### Vorliegender Textauszug ###

Lange warteten Anbieter für erneuerbare Energien auf den gesetzlichen Vorschlag der Europäischen Kommission, der das aktuelle Strommarktdesign reformieren soll. Am 15. März 2023 war es dann soweit. Änderungen des Marktdesigns für erneuerbare Energiequellen sowie eine gesicherte Erzeugungsleistung sind Teil des Vorschlags – insbesondere wird dabei dem bisher wenig beachteten Aspekt der Energiespeicherung und der damit verbundenen Flexibilität Aufmerksamkeit geschenkt. Damit zeigt die EU-Kommission, dass Großbatteriespeicher das europäische Energiesystem von morgen maßgeblich mitbestimmen muss und setzt ein klares Zeichen. Denn diese leisten einen wichtigen Beitrag, um etwa extreme Preisschwankungen oder Energiepreisspitzen am Markt zu reduzieren.

### Bereitgestelltes Material ###

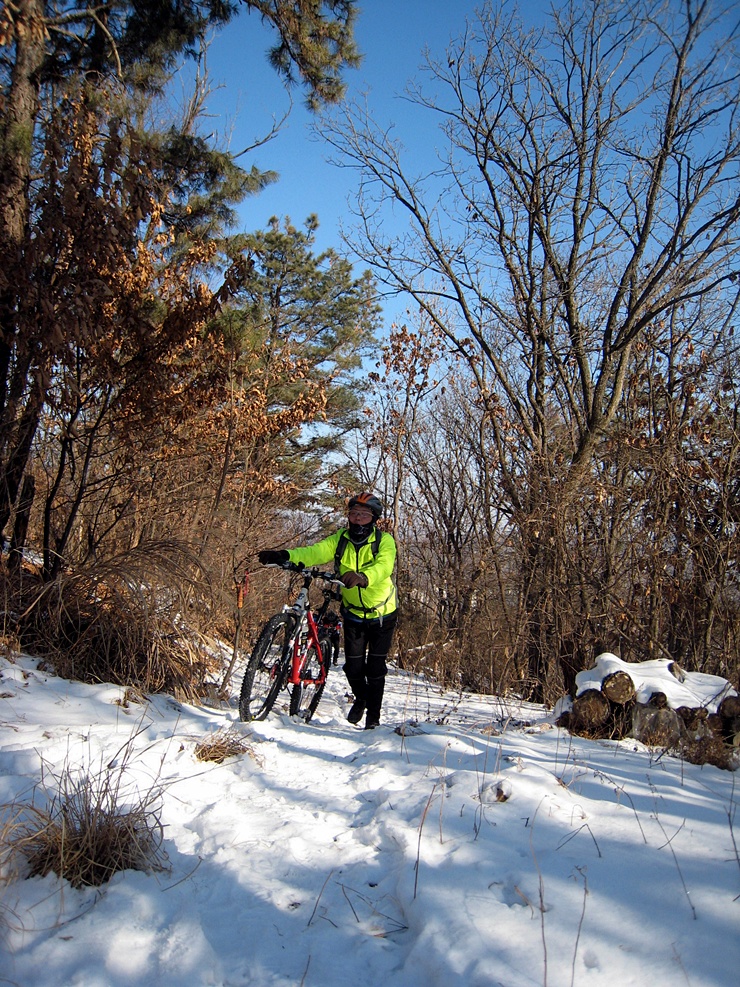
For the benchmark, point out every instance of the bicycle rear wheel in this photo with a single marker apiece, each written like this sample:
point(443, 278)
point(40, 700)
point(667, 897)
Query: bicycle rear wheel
point(305, 698)
point(268, 668)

###

## [Aufgabenstellung]
Wozu tragen Großbatteriespeicher laut dem Textauszug bei?

## [Schriftliche Antwort]
Sie tragen dazu bei, etwa extreme Preisschwankungen oder Energiepreisspitzen am Markt zu reduzieren.